GOAL OF THE EXERCISE: Reproduce exactly the stretch of lines running from the line with "for boy's blonde" to the end of the entries below.

DATASET RECORDS:
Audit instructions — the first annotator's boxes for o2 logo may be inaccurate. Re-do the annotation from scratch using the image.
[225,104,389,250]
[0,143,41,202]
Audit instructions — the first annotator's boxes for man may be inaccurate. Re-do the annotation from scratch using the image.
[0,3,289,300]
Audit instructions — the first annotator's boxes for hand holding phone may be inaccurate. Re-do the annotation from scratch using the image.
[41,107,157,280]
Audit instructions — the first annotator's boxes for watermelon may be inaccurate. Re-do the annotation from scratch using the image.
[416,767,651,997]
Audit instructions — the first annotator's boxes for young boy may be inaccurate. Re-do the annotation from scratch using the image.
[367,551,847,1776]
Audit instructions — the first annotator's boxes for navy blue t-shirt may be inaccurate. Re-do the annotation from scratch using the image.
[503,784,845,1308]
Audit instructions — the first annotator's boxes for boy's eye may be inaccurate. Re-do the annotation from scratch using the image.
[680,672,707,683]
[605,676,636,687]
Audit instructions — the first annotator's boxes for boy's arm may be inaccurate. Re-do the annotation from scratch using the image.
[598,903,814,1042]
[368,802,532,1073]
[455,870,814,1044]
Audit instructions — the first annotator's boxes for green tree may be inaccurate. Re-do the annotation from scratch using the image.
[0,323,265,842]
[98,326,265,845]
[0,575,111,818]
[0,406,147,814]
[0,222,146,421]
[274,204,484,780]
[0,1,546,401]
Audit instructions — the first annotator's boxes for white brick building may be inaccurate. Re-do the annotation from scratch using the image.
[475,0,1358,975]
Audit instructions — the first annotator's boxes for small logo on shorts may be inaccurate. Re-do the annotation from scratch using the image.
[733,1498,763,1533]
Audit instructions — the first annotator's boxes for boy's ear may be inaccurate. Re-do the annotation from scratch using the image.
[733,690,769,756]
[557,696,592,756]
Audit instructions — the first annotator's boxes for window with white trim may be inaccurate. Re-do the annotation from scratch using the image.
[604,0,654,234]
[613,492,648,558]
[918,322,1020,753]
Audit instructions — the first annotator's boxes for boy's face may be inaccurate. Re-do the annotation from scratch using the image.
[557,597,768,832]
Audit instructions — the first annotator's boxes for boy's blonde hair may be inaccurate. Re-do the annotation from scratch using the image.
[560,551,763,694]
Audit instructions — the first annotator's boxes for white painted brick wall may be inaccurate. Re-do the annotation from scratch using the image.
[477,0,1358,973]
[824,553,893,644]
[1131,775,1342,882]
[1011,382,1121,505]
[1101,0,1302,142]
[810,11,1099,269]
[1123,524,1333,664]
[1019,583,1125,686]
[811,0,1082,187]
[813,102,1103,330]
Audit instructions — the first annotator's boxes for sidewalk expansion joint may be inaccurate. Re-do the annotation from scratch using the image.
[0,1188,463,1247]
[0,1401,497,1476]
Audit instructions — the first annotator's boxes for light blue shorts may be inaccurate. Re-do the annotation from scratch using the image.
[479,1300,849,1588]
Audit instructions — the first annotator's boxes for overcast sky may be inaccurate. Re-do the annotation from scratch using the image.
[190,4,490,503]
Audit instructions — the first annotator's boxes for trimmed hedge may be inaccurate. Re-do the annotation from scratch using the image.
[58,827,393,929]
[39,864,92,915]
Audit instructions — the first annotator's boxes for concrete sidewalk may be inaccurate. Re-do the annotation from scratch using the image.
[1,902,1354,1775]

THE ANSWER:
Audit instructions — the first annotator's boxes for boy's blonde hair may be inaccurate. Re-do the annotation from scratch using the image.
[560,551,763,694]
Audit instructions — the first annotator's boxes for white painted brick wall may be inaccurate. Re-do the annotation from scratch using the image.
[477,0,1358,973]
[824,553,893,644]
[1131,775,1342,882]
[1011,382,1121,505]
[1101,0,1302,142]
[810,11,1099,269]
[1123,524,1333,664]
[1019,583,1125,686]
[811,0,1082,187]
[813,102,1103,330]
Audit instructions — the first annotator's boxes for sidewalk expansion joint may be inaccurate. Re-do the annotation from scratch using the image.
[0,1188,463,1247]
[0,1401,497,1476]
Audit instructions — the first annotator's boxes for light blue shorts may be inaccurate. Re-do the annotation from scratch using the image.
[479,1300,849,1588]
Audit instructions — the first annotator's boxes for overcast sky may be inaccurate. Re-do the annotation from scratch using the image.
[190,4,490,503]
Audit instructions — the first annotator's boxes for trimmed hedge may be inaccurate. Re-do the annotation from scratch using the image.
[58,827,393,929]
[39,864,92,915]
Audit instructions — the first annotator's boxes for concrete sidewalk may be inaccurate. Re-do the annotation from scratch using the image.
[1,902,1354,1775]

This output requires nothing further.